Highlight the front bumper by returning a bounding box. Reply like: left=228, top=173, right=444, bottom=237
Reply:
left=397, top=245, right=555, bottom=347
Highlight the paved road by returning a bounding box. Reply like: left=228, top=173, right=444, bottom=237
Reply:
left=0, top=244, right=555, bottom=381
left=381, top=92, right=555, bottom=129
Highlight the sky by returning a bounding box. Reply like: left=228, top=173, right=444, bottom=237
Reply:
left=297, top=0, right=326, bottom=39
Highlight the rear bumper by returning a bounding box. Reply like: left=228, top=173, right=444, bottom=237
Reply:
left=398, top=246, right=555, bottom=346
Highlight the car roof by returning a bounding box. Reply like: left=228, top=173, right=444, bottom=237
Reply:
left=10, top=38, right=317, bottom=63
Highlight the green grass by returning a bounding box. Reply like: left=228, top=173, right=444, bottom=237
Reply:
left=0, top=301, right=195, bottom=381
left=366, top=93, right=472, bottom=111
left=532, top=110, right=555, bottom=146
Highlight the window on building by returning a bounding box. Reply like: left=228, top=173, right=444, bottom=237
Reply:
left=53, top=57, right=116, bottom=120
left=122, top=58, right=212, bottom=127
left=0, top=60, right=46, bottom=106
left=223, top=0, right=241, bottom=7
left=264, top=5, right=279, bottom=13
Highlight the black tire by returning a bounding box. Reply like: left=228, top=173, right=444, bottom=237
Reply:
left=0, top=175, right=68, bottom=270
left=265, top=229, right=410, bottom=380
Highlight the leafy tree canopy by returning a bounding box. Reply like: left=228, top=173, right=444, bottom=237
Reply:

-=-=-

● Set task
Convert every line of the entries above into a JSON list of strings, with one string per line and blank lines omitted.

● Problem solution
[
  "Highlight the front bumper by returning a bounding box. Reply like: left=228, top=173, right=444, bottom=237",
  "Reply:",
  "left=397, top=245, right=555, bottom=347",
  "Highlight the paved road by returning a bounding box. Reply like: left=228, top=173, right=444, bottom=237",
  "Reply:",
  "left=0, top=244, right=555, bottom=381",
  "left=381, top=92, right=555, bottom=129",
  "Highlight the sky by returning a bounding box. Reply like: left=228, top=173, right=444, bottom=237",
  "Reply:",
  "left=297, top=0, right=326, bottom=39",
  "Highlight the rear bumper by returning a bounding box. Reply like: left=228, top=173, right=444, bottom=237",
  "Reply:",
  "left=398, top=246, right=555, bottom=346",
  "Highlight the car roof by returning a bounding box. Reply like: left=228, top=173, right=444, bottom=237",
  "Reply:",
  "left=10, top=38, right=317, bottom=63",
  "Highlight the green grass by returning a bounding box. Reply like: left=228, top=173, right=444, bottom=237",
  "Reply:",
  "left=0, top=301, right=195, bottom=381",
  "left=366, top=93, right=472, bottom=111",
  "left=532, top=110, right=555, bottom=146",
  "Highlight the window on building by returning a bounding box. Reply like: left=228, top=173, right=444, bottom=237",
  "Reply:",
  "left=53, top=57, right=116, bottom=120",
  "left=122, top=58, right=212, bottom=127",
  "left=0, top=60, right=46, bottom=106",
  "left=223, top=0, right=241, bottom=7",
  "left=264, top=5, right=279, bottom=13",
  "Highlight the black tire by returning a bounding box. Reply like: left=228, top=173, right=444, bottom=237",
  "Reply:",
  "left=0, top=175, right=68, bottom=270",
  "left=265, top=229, right=410, bottom=380",
  "Highlight the leafy tree canopy by returning a bounding box. Reply like: left=228, top=173, right=444, bottom=237",
  "Reply:"
]